*TASK MATERIAL:*

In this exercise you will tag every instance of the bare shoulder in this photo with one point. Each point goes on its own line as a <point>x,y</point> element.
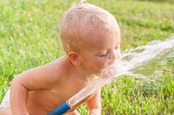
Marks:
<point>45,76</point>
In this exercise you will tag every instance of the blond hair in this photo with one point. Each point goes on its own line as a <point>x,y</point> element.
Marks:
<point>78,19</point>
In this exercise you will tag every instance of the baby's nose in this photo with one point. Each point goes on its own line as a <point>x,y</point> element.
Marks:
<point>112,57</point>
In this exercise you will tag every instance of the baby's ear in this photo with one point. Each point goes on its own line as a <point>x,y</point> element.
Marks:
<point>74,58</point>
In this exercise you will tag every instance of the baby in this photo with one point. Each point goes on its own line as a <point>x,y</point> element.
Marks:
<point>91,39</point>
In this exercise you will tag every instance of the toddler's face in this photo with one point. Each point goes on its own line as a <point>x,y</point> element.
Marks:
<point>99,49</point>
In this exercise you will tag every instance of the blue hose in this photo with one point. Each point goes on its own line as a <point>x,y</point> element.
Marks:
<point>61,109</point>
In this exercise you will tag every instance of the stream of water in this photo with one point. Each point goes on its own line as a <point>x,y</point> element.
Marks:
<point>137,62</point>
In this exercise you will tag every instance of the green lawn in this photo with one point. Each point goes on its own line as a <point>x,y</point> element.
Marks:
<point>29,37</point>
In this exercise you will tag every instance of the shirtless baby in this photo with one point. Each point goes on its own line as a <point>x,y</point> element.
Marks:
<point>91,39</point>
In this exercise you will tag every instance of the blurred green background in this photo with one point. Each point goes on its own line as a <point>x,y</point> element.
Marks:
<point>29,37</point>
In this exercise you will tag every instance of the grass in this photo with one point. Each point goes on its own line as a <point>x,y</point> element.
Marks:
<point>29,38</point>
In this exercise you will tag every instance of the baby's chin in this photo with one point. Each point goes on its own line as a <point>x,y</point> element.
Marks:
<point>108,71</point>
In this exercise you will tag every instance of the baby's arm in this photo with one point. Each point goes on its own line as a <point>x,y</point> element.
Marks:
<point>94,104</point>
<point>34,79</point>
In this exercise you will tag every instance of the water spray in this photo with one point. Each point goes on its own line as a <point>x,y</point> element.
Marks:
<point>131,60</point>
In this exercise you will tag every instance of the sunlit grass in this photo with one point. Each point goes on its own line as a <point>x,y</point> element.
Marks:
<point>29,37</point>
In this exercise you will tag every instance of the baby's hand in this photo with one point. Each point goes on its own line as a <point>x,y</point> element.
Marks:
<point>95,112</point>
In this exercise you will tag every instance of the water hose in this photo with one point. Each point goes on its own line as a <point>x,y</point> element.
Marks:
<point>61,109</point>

==

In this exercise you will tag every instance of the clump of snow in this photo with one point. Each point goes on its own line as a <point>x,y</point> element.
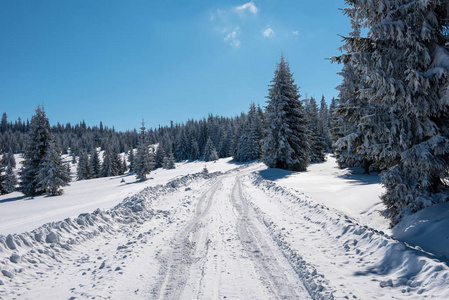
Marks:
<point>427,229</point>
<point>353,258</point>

---

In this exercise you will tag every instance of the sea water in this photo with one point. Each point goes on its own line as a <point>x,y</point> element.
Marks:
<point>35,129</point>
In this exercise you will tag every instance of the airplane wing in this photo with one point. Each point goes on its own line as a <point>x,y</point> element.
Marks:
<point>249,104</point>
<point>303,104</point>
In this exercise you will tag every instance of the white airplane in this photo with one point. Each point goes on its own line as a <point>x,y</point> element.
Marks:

*EXERCISE:*
Your answer should be every line above that contains the word "grass".

*FINISHED TASK:*
In this exercise you will tag every instance of the grass in this photo with one point. Each point goes on its own line as a <point>x,y</point> element.
In this exercise you will tag every instance of the sunlit grass in this photo with one point. Each point goes on its own line as a <point>x,y</point> element.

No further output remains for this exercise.